EXERCISE GOAL — Within the entries below, find each line containing the word "blue" and copy it.
*** EXERCISE INPUT Section Begins ***
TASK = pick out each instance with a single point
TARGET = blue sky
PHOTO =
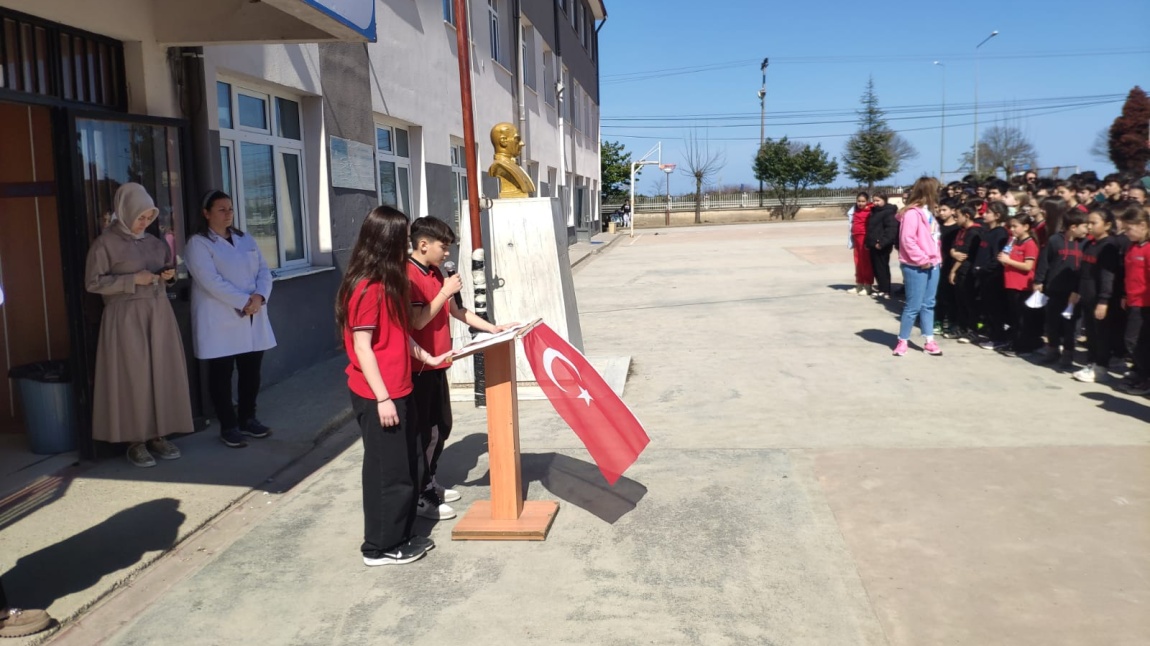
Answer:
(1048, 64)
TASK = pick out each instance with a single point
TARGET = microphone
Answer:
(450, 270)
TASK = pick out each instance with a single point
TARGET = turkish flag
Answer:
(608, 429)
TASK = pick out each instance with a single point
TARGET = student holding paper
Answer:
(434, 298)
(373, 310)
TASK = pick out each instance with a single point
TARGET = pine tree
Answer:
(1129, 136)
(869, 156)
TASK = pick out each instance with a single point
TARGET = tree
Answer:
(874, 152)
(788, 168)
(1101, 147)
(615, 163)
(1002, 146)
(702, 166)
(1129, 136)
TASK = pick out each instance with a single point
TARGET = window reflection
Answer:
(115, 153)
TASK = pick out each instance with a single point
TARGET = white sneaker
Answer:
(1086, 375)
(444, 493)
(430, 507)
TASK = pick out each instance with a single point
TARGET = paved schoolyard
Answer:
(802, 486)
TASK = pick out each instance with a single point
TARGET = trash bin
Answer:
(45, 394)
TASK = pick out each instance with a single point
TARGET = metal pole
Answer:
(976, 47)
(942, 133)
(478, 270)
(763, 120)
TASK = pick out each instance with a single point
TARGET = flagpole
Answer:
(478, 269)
*** EXERCISE INPUT Section Ends ***
*** EXERCISE INPUT Section Begins ***
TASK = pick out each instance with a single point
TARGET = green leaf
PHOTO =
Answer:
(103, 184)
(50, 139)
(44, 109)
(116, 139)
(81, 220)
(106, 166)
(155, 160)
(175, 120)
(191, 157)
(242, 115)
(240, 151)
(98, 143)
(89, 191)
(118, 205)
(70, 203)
*** EXERCISE INPUT Section Ends ***
*** EXERCISE INPUT Section Begins ***
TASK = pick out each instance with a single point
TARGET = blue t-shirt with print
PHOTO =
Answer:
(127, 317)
*** EXERCISE INPUT Section Ends ***
REPLY TO THE TASK —
TARGET = blue sky
TARGET = blue t-shirt with print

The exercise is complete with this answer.